___ Reading text ___

Posted by Richard Willett - Memes and headline comments by David Icke Posted on 6 July 2024

Oxford Nanopore: The Internet of Living Things is closer than you think

During the covid era, Oxford Nanopore’s portable genomic sequencers were already used in 82 countries around the world.  These devices are one of the methods that will be used to collect data for the Internet of Living Things.

The Internet of Living Things (“IoLT”) is a concept that connects living organisms, such as humans, animals and plants, to the Internet, enabling the exchange of data and information. This concept is an extension of the Internet of Things (“IoT”), which focuses on connecting devices and objects.

In short, the IoLT enables real-time monitoring of biological functions, such as vital signs, genetic data and environmental factors.  The collected data is analysed to provide insights into the biological state of the organism, enabling early detection of diseases and personalised healthcare. The data is transmitted to the cloud, where it can be accessed and analysed by healthcare professionals, researchers and other people. The biological state of an organism becomes an extension of the internet, enabling the creation of new intelligence about natural systems.

Examples of how the IoLT will collect data are:

  • Wearable sensors, such as fitness trackers, which can monitor vital signs and transmit data to the cloud for analysis.
  • Smart contact lenses, contact lenses with embedded sensors that can monitor glucose levels and transmit data to the cloud for diabetes management.
  • Portable genomic sequencers, portable devices that can sequence DNA and transmit data to the cloud for genetic analysis.
  • Internet-enabled biocyber interfaces, biocyber interfaces which can connect living insects to the internet, enabling control of their behaviour and communication with the environment.

The topic of this article is portable genomic sequencers; in particular Oxford Nanopore Technology devices.

___

> [Exercise objective]: Continue the article on Oxford Nanopore and the Internet of Living Things from the point where it stops.

___ Listed entries ___

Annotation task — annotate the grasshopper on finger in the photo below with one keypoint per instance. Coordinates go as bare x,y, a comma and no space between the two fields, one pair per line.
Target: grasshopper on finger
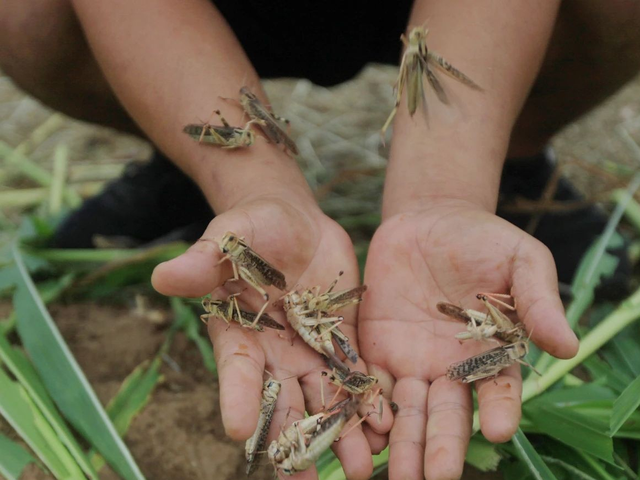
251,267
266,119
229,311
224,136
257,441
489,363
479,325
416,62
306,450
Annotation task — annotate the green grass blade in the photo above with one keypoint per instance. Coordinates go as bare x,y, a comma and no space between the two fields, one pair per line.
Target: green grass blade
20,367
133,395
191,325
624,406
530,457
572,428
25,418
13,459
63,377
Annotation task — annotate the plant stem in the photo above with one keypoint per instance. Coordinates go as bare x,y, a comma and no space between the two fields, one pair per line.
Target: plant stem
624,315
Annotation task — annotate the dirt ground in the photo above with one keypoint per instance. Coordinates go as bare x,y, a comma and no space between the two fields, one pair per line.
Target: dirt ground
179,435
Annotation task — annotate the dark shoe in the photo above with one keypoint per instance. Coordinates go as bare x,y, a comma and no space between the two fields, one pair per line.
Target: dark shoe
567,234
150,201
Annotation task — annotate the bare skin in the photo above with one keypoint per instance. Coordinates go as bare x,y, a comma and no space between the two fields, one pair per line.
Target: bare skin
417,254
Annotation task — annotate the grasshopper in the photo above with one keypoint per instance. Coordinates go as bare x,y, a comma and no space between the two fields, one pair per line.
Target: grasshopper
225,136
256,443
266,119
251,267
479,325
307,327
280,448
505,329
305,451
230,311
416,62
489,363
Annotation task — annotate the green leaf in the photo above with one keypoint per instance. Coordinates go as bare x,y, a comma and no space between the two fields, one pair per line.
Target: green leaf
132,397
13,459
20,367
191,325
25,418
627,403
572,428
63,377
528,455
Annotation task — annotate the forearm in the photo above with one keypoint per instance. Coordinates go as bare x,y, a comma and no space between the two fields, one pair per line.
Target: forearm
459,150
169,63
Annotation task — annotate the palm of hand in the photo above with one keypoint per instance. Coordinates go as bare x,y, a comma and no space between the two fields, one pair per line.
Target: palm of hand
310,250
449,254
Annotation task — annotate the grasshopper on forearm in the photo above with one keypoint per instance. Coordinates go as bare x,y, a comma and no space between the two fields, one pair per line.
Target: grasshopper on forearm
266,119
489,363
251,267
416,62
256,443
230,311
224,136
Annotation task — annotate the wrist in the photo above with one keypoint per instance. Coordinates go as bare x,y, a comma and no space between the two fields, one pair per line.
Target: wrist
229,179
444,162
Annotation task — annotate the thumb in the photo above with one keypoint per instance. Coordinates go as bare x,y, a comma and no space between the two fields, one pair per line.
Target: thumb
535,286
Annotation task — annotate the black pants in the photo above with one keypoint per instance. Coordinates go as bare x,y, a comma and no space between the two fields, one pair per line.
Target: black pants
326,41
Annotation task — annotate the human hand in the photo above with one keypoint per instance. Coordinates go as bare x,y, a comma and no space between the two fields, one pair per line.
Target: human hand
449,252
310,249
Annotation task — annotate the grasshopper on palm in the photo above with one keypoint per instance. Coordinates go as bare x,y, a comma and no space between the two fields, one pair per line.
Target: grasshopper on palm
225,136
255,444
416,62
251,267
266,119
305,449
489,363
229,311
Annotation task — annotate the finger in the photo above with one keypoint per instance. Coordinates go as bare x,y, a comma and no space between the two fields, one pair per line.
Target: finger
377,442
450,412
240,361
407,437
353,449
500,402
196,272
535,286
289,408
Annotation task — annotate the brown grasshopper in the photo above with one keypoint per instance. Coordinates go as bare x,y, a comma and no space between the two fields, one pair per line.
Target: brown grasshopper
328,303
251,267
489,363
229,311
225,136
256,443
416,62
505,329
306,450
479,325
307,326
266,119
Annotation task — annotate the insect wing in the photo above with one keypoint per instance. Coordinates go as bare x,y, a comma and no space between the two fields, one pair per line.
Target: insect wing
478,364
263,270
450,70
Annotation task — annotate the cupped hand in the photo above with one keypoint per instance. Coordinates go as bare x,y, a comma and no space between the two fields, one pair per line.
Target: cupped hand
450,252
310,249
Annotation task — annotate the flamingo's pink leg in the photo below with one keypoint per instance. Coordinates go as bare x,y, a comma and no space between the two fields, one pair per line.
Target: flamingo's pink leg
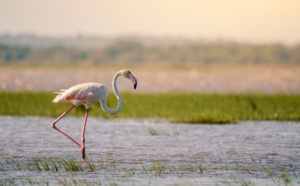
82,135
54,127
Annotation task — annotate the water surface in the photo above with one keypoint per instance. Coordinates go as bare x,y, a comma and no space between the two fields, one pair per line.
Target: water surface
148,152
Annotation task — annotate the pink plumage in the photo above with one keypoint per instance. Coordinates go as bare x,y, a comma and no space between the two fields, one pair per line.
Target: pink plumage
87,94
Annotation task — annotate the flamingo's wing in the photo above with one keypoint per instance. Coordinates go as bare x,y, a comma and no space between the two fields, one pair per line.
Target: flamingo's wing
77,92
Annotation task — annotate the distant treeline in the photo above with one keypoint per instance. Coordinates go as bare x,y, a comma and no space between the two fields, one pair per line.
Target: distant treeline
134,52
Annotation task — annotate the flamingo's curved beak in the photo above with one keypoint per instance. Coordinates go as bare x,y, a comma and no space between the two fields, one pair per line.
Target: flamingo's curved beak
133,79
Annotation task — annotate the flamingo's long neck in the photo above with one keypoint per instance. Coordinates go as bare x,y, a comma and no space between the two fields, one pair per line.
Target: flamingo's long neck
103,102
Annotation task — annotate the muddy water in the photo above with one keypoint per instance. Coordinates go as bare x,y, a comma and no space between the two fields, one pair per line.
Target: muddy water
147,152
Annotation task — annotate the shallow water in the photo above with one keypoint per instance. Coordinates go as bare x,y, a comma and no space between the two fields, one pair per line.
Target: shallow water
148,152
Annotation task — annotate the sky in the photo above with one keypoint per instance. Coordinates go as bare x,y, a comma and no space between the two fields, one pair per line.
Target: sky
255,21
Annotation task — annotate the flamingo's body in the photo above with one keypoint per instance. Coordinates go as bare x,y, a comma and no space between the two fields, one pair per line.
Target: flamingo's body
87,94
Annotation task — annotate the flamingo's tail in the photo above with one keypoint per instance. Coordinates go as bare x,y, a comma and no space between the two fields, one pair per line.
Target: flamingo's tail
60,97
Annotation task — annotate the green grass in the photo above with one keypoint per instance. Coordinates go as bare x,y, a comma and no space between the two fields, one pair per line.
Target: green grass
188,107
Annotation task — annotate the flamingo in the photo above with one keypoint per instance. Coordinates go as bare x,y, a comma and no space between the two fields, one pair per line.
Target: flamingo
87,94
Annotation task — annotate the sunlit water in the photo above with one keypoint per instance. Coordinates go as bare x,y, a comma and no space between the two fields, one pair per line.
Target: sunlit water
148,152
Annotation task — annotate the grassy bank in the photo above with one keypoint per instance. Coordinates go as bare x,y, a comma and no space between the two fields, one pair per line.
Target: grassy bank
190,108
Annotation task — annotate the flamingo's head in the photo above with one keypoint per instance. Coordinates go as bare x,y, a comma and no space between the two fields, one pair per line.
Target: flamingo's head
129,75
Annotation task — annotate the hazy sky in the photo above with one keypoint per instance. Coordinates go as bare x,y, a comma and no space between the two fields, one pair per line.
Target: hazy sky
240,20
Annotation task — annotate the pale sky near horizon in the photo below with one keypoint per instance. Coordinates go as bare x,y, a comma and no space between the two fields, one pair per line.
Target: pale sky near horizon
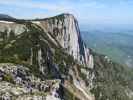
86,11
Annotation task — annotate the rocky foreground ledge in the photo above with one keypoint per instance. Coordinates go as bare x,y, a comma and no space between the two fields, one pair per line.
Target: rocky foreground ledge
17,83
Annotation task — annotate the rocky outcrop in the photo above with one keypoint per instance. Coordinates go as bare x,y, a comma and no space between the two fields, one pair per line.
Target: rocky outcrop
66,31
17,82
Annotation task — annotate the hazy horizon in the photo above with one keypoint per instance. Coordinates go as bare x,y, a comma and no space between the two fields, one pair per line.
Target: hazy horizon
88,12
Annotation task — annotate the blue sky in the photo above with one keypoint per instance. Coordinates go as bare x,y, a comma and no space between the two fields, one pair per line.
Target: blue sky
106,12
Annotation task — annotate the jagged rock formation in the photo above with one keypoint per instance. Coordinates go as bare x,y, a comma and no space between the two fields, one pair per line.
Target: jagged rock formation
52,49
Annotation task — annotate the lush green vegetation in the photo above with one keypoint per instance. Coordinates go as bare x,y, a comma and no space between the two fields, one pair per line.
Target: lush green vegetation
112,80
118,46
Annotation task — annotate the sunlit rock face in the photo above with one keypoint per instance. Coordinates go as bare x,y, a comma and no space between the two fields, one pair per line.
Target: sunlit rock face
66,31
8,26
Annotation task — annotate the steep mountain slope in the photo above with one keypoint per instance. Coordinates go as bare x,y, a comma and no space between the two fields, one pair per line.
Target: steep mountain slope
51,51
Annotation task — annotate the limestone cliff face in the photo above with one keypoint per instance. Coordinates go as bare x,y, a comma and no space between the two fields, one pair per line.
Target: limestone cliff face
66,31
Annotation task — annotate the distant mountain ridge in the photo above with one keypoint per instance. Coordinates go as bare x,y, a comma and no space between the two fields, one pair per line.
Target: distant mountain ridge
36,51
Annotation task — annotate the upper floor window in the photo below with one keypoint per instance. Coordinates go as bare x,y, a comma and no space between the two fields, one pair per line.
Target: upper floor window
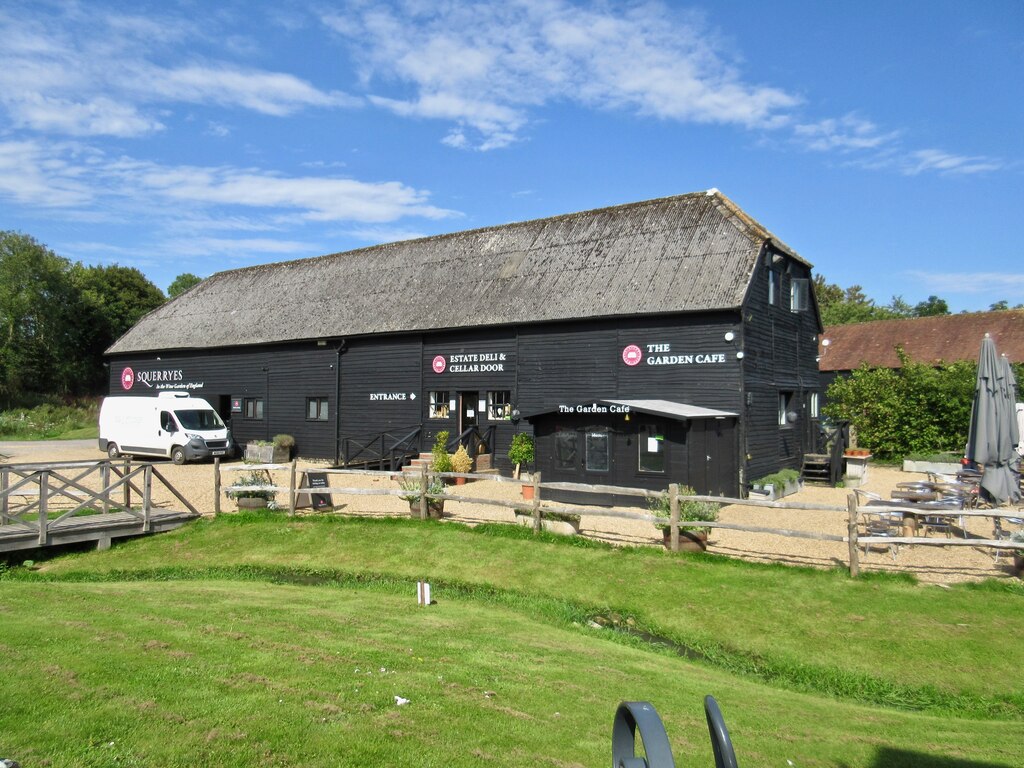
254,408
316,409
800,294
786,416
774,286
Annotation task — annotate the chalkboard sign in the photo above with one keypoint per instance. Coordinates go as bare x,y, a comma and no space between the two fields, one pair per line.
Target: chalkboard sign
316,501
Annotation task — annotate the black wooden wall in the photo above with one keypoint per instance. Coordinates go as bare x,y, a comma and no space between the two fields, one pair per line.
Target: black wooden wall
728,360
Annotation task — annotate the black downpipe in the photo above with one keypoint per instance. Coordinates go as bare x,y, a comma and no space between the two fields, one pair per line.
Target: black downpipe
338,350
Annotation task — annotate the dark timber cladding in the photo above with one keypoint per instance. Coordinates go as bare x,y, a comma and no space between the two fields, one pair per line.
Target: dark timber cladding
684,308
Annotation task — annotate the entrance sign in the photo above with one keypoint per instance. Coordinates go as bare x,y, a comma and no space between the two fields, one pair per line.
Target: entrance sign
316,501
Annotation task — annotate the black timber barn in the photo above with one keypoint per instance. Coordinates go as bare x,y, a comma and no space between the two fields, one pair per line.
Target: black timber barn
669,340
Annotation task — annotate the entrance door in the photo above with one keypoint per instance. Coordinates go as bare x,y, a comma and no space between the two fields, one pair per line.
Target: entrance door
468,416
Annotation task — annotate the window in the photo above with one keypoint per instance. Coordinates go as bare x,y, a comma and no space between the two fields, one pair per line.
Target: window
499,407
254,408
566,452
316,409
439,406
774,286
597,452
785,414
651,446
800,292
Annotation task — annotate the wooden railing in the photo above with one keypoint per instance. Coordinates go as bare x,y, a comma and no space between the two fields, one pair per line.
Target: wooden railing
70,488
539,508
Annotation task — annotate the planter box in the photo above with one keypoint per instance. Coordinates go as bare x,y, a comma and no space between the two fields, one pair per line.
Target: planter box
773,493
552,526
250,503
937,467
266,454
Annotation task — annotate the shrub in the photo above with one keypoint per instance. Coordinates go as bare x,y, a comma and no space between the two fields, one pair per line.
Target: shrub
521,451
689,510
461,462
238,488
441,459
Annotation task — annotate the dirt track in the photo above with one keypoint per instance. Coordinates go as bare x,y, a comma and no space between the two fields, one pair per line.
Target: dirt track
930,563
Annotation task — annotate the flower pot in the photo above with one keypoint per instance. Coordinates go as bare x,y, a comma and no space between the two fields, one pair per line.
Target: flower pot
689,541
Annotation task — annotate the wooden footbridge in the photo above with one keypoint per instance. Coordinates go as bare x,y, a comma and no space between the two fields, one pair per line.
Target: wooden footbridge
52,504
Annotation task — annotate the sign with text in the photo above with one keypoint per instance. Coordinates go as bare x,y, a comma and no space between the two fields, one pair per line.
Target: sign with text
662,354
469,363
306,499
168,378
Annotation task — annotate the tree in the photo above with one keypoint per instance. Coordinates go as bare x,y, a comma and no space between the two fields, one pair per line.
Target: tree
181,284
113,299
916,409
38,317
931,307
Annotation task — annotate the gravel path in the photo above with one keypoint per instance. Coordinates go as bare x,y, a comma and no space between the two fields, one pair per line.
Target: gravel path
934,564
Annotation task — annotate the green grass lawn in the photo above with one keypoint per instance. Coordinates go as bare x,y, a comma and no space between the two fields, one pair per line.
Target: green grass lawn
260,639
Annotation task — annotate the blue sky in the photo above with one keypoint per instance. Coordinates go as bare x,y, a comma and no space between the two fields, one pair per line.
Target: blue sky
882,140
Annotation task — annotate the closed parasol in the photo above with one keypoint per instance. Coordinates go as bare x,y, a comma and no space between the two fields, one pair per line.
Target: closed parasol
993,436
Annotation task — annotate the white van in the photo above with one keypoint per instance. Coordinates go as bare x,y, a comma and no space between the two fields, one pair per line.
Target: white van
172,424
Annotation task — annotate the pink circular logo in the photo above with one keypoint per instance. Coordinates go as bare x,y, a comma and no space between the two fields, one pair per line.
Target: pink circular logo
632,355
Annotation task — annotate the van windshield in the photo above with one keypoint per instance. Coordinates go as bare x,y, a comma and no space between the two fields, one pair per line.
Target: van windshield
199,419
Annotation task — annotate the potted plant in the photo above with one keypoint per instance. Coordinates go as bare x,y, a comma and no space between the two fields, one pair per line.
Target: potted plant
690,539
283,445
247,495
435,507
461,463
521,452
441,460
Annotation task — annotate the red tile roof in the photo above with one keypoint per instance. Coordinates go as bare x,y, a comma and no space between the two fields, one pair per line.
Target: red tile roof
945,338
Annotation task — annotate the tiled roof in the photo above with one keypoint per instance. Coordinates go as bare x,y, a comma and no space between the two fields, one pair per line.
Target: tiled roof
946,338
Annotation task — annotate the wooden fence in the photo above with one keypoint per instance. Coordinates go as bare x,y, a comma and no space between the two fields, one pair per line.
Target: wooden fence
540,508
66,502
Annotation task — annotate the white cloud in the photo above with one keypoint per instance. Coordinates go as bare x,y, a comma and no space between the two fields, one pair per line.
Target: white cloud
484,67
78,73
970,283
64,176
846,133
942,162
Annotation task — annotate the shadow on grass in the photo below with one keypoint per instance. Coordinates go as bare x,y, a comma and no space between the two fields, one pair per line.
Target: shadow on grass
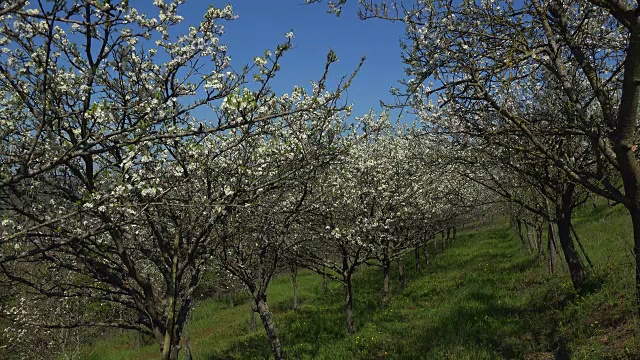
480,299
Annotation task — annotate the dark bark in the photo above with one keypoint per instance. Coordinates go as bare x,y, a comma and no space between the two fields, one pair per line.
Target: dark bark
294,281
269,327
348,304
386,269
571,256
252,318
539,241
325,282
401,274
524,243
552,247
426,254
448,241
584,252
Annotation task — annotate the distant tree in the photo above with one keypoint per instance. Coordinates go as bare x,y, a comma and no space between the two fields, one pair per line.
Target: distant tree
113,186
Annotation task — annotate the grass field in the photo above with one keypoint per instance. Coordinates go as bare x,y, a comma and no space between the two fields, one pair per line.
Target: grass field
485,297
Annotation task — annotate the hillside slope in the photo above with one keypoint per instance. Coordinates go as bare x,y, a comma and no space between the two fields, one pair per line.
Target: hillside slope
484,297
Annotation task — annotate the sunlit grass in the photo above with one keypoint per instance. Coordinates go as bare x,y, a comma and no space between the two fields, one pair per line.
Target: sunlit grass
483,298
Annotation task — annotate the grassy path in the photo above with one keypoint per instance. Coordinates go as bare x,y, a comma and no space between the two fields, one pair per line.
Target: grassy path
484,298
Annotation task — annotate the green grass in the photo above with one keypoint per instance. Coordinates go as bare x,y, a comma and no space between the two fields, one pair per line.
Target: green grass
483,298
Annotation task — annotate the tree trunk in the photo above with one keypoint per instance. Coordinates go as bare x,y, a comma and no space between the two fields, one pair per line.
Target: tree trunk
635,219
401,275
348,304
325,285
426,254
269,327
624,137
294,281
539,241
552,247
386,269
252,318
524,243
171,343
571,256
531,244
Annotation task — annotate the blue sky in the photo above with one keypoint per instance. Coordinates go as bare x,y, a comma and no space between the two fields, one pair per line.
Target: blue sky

___

> [Reply]:
In 2015, 9 years ago, when Clive Brown, Chief Technology Officer of Oxford Nanopore Technology was asked what the likelihood was of portable DNA sequencers becoming reality, he answered: “It is already a reality. The technology is now in the optimisation phase and will only get better. If you are asking how long before it reaches a clinic – then I think that is a different question, but it will be in many other non-clinical environments first.”

The DNA sequencer he was referring to was Oxford Nanopore’s MinION.  Any living thing, or system of living things, can be connected to the internet via the MinION or by any similar real-time DNA sensing devices, Brown said.

“Healthcare is just one application [ ]; equally, water sources, food supplies, hospital air and many other systems can be frequently sampled and sequenced – also allowing their state to be trended, tracked and predicted,” Brown said.

A few years later, in 2019, an article published by International Defence, Security and Technology(“IDST”) described MinION as small as a USB stick and easy to use. “Oxford Nanopore has designed an intelligent cloud lab, Metrichor, to be used for genomics data storage in conjunction with smartphone apps that interpret the meaning of DNA sequences. Researchers around the world now use pocket-size genomic sequencers to rapidly detect resistant pathogenic strains in hospitals, and diagnose infectious agents in food supply and aboard spaceships,” IDST wrote.